A fast and interpretable prediction system for the Site Of Origin (SOO) of Outflow Tract Ventricular Arrhythmias (OTVAs)
A project for the UPF - Computational Models and Data Science for Biomedical Engineering course, 2025
This repository contains the development of a system of machine learning models for predicting the Site Of Origin (SOO) of Outflow Tract Ventricular Arrhythmias (OTVAs), from patient cases that consist mainly of ECGs and demographic data.
Where we have trained highly accurate models (up to 87% accuracy) that execute very fast (a few microseconds per prediction) and are highly interpretable (using SHAP values to understand feature importance, and seeing the deicision-making process of the models).
The project is structured as follows:
.
├── dataset/ # Gets downloaded from the [repository release](https://github.com/uripont/arrhythmia-origin-predictor/releases/tag/dataset)
├── models/ # Stores the trained machine learning models
│ ├── model_b/ # Model for Task 1: Left vs. Right Outflow Tract classification
│ ├── model_b_lite/ # Lightweight model for Task 1, optimized for fast inference
│ └── model_c/ # Model for Task 2: Sub-regional localization (RCC vs. Aortomitral Commissure)
├── outputs/ # Contains various outputs from the data processing and model training, such as:
│ ├── full_segmentations.json
│ ├── full_segmentations.pkl
│ ├── other_model_families_confusion_matrices.png
│ ├── patients_taskB.pkl
│ ├── ... (various data splits and intermediate results)

◆ ◆ ◆

## WORK ITEM
Please continue the README for the arrhythmia origin prediction project above, picking up after its last line.

## DATA SHOWN
◆ ◆ ◆

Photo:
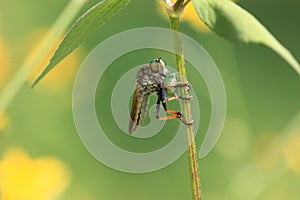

◆ ◆ ◆

## RESULT OF THIS EXERCISE
│ └── ecg_images/ # Generated ECG images and visualizations
├── report/
│ ├── main.pdf # The compiled PDF version of the analysis report
│ ├── main.typ # Typst source file for the report
│ ├── refs.bib # Bibliography for the report
│ └── figures/
├── .gitignore
├── project_arrhythmias.ipynb # The main Jupyter Notebook containing the end-to-end pipeline (source code)
└── requirements.txt # Lists the Python dependencies required for the source code
OTVAs are premature ventricular beats that can lead to significant morbidity and mortality if not properly diagnosed and treated. Accurate localization of the arrhythmia's origin is crucial for effective treatment, including catheter ablation procedures; and detecting the arrhythmia's origin from purely eye-inspecting ECG data can be a challenging task.
This project is divided into two main tasks, each focusing on a different aspect of the arrhythmia classification problem:
-
Part 1: Left vs. Right Outflow Tract
Classification of arrhythmia as originating from either the Left Ventricular Outflow Tract (LVOT) or the Right Ventricular Outflow Tract (RVOT). -
Part 2: Sub-regional localization
Discrimination between origins at the Right Coronary Cusp (RCC) and the aortomitral commissure (the mitral-aortic continuity).
The goal of this project is to develop a system of models for each task that can accurately predict the Site of Origin of OTVAs. Given the medical context, the system should also be interpretable, providing an explanation into the learned decision-making process of the models. Additionally, the system should have fast and lightweight inference, enough for real-time clinical applications running on edge devices.
The project is designed to be easily reproducible, with all the code and data organized in a clear and structured manner. This is why the whole end-to-end pipeline is contained in a single Jupyter Notebook (project_arrhythmias.ipynb), which includes all the steps from data preprocessing to model evaluation. This notebook explains our approach in detail, and can be executed to reproduce the results on any machine.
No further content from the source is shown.